--- START ---

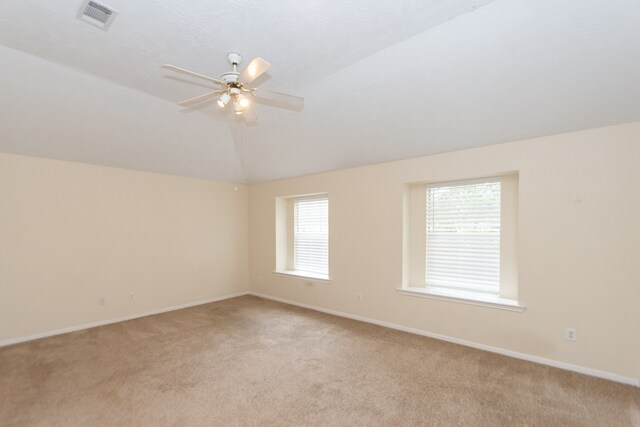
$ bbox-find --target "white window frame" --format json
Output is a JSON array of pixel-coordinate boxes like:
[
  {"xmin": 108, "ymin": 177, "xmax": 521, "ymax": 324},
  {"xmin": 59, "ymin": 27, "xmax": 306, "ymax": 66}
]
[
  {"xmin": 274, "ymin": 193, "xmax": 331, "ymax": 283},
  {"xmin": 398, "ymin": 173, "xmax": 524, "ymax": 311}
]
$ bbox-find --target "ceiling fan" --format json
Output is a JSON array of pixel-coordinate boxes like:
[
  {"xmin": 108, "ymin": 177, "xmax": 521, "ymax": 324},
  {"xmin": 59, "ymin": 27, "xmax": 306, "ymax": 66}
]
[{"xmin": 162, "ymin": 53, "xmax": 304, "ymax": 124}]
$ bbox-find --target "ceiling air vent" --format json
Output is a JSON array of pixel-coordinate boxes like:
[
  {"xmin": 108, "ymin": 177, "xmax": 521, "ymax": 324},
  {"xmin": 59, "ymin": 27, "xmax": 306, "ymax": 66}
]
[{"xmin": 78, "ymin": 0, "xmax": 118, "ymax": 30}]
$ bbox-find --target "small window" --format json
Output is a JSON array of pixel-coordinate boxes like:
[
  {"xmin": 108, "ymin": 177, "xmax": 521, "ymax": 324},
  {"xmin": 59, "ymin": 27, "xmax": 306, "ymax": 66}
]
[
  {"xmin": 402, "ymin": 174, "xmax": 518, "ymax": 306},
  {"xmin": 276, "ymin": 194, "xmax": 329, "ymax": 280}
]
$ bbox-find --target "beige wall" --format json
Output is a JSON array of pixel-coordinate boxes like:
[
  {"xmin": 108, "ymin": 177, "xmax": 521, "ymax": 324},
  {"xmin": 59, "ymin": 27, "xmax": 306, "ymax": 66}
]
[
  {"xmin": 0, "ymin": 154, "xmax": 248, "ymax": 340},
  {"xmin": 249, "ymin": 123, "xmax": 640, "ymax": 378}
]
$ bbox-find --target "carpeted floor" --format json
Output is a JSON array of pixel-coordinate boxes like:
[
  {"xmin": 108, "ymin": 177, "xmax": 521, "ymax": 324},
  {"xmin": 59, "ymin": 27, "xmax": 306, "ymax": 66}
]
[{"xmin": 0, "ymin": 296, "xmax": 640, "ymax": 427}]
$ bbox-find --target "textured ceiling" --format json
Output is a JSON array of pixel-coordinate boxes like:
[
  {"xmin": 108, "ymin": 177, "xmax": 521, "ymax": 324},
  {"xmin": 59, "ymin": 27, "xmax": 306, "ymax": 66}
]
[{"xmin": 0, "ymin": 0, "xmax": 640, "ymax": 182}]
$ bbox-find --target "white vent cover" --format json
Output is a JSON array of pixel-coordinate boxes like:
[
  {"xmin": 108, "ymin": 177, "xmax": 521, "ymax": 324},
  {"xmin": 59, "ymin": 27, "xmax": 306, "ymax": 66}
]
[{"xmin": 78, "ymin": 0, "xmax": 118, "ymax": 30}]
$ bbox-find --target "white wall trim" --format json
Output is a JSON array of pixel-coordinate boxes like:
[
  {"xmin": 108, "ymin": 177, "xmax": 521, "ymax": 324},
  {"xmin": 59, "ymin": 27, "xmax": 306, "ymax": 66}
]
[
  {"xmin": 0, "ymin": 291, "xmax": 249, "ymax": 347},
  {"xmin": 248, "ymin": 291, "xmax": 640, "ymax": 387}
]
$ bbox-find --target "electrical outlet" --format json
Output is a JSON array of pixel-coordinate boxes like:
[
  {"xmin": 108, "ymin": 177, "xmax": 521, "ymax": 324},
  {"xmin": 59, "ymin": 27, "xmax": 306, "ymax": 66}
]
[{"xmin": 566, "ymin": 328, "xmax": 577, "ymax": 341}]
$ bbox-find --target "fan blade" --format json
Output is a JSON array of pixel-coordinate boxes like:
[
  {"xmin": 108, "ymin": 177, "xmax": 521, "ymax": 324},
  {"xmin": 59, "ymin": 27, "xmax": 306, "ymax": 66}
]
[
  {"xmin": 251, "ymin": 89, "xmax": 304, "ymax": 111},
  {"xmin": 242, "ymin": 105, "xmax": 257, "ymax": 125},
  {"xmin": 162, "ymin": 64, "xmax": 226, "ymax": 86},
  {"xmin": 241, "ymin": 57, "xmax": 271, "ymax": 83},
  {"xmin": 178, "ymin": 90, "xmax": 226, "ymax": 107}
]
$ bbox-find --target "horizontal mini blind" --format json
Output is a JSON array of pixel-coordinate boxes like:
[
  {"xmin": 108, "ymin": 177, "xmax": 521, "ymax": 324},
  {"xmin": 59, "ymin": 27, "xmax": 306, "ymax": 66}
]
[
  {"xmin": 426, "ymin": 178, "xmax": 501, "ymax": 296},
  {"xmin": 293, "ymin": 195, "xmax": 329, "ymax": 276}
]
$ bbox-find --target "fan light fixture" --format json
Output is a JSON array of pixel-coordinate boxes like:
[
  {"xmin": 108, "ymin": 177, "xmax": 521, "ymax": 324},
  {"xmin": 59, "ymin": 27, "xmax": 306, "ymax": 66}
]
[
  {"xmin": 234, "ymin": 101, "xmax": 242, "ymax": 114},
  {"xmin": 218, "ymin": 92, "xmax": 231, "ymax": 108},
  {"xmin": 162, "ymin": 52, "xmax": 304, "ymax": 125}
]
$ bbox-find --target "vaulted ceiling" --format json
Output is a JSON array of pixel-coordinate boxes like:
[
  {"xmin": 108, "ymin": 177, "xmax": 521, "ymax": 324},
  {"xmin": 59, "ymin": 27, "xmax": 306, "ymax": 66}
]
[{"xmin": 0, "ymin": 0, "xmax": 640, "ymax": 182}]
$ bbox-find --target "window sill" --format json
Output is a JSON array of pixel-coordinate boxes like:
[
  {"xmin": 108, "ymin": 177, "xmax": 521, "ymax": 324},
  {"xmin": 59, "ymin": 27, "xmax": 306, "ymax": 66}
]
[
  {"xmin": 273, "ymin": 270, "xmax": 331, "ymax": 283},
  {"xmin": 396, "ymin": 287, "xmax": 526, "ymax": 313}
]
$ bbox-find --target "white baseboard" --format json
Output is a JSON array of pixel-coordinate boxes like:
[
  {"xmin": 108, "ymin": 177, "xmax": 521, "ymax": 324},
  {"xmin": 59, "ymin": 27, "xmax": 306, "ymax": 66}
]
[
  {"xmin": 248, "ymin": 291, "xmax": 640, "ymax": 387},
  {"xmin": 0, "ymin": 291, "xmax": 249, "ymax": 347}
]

--- END ---

GOAL - Pull out every line of the items above that contains the word "white". Case counts.

EXERCISE RESPONSE -
$ bbox-find --target "white window frame" --format json
$ bbox-find --target "white vent cover" --format json
$ bbox-find --target "white wall trim" --format json
$ bbox-find --target "white baseboard" --format json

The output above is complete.